>> Begin Selected passage

First of all, this speedup was measured under LWM 5.1.1 on an iMac running Tiger (10.4.11) and a 2 GHz Intel Core 2 Duo processor with 2 GB RAM. I have also now verified the speedup on systems as old as a PowerPC iMac, which runs about 3x slower, and on newer systems running Leopard. All of them show substantial speedup.
By far the single most important speedup actually had little to do with the calling conventions and array transfer between Lisp and the external vDSP library. It turns out that that portion of the FFT never did take very much time. We did speed that up by about 2x-3x, but the most important speedup of the 670x, or so, has to do with data organization in memory.
A truly general purpose signal processor needs to be able to perform complex-valued convolutions for quite a variety of reasons. The most natural approach would be to use COMPLEX single-precision or double-precision values. That turns out to be a real speed killer because type COMPLEX is not a basic type for Lispworks (and probably not for any other Lisp either). A complex value will not be held in registers, and they will not be stored in unboxed arrays. All collections of type complex appear to use boxed elements. That is a huge time eater.
So, while I have never been much of a fan of the MatLab approach of storing real and imaginary components in separate arrays, that is precise what is needed here. Some external library may be comfortable with a packed (re, im) pairs representation of complex values. That appears to be the case in some of the Intel libraries (PPL, MKL). But it so happens that the native vDSP library on OS/X also wants to see FFT data in segregated form.
Hence, underneath, instead of using direct COMPLEX representations, arrays of such, and operations on such (e.g., (* c (conjugate c)) to get the power), it is better to keep real and imaginary components in separate vectors and arrays, and to perform the complex arithmetic, when needed, by your self -- use (+ (* r r) (* i i)) to get the power, use (atan i r) instead of (phase c), and so on.
By making that simple change, we brought our data manipulation time down by a huge factor.
There is also a tremendous speedup by using Martin's suggestion about :LISP-SIMPLE-1D-ARRAY for passing vectors of unboxed arrays to the outside world. Martin didn't specifically indicate that vectors of floats (single and double precision) would be stored as safely unboxed linear arrays, but they are. You can see that for yourself by using HCL:FIND-OBJECT-SIZE and trying variations of vectors in size and data type. This may be an non-portable expectation, but is quite reasonable to expect any serious language to create simple vectors of floats as unboxed representations. All the more so when you allocate in :STATIC for direct passing to the outside world.

>> End Selected passage

**Objectives:**
1 – In the FFT speedup passage, retype everything from "So, while I" down to "in segregated form.".
2 – Answer these from the FFT speedup passage:
(a) How much RAM did the Tiger iMac used for the measurement have?
(b) Which library on OS/X wants FFT data in segregated form?
(c) Which function does the passage suggest for confirming that float vectors are stored unboxed?

>> Begin Stored data

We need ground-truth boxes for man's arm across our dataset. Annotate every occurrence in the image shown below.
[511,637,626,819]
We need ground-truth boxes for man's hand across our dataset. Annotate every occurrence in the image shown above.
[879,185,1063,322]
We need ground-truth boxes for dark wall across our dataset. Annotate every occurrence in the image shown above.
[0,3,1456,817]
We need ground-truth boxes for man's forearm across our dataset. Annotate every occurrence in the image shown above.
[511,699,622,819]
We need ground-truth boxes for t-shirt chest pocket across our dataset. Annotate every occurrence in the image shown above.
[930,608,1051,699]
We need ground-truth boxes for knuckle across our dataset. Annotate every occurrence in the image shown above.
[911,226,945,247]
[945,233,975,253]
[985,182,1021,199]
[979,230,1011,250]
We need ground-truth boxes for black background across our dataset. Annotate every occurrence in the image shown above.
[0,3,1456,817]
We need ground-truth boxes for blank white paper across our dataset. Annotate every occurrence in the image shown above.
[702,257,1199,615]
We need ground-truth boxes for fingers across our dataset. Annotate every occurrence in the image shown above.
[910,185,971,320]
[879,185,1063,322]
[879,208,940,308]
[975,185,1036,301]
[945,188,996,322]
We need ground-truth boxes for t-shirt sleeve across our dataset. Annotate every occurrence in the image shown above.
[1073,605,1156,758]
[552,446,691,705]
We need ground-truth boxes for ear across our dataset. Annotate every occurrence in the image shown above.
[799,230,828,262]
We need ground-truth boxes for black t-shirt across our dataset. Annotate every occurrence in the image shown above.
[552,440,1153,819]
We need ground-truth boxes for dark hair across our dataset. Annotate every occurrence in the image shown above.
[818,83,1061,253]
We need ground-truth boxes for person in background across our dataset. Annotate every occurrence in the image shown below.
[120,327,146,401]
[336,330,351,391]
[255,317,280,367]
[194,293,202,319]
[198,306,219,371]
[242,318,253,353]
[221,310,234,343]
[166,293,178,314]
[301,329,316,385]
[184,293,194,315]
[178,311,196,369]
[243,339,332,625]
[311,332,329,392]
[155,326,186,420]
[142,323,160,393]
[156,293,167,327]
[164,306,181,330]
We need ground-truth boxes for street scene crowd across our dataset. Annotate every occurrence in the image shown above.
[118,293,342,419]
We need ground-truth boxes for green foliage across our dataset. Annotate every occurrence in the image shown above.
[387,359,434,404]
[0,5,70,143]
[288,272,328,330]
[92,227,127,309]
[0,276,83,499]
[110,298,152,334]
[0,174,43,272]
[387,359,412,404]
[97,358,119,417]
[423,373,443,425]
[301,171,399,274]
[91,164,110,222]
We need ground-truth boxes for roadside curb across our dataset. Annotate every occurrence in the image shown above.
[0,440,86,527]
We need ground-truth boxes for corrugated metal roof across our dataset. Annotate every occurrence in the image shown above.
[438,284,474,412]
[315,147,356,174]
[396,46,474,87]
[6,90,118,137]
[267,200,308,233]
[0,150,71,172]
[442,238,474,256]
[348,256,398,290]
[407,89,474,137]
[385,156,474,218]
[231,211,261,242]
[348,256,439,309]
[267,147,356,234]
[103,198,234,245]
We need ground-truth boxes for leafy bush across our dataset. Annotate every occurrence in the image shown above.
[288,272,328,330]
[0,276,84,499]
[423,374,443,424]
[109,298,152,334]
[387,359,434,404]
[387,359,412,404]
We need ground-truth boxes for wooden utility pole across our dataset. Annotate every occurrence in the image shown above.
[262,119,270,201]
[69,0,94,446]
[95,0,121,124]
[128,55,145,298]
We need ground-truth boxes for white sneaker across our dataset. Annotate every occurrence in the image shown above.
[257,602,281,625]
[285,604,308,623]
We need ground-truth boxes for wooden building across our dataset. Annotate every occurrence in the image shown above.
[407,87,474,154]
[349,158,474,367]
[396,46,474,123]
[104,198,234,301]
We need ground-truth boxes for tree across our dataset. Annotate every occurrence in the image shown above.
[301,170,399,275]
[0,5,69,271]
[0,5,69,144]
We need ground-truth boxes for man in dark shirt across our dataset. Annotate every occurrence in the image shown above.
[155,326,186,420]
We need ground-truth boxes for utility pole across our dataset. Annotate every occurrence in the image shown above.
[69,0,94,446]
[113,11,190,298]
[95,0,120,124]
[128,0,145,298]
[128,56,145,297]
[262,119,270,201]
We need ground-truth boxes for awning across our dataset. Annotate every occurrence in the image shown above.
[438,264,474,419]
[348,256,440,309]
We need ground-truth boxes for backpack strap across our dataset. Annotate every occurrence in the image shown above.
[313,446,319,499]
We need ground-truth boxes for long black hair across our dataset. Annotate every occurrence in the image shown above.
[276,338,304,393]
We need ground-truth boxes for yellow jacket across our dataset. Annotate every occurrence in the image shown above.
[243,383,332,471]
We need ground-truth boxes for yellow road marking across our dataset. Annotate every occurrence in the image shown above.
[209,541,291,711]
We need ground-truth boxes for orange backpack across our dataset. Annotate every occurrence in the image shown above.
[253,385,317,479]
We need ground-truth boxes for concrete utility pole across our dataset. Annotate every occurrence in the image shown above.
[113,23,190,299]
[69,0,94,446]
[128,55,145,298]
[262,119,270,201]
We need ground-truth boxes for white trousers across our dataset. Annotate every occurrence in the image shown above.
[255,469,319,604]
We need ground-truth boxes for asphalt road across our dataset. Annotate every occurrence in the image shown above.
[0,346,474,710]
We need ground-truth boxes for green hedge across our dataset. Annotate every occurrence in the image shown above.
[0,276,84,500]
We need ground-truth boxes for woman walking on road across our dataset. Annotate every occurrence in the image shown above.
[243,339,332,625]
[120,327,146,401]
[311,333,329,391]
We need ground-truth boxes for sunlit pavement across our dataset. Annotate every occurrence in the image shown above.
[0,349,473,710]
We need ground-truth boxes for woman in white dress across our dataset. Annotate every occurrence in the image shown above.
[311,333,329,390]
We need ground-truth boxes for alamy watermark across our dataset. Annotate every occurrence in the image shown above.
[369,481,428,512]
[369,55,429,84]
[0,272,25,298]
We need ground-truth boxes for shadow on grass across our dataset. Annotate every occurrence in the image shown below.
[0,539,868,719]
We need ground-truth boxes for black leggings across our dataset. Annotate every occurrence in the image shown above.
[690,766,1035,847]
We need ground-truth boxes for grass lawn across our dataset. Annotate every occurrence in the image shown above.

>> End Stored data

**Full answers:**
1 –
So, while I have never been much of a fan of the MatLab approach of storing real and imaginary components in separate arrays, that is precise what is needed here. Some external library may be comfortable with a packed (re, im) pairs representation of complex values. That appears to be the case in some of the Intel libraries (PPL, MKL). But it so happens that the native vDSP library on OS/X also wants to see FFT data in segregated form.

2 –
(a) 2 GB
(b) The native vDSP library
(c) HCL:FIND-OBJECT-SIZE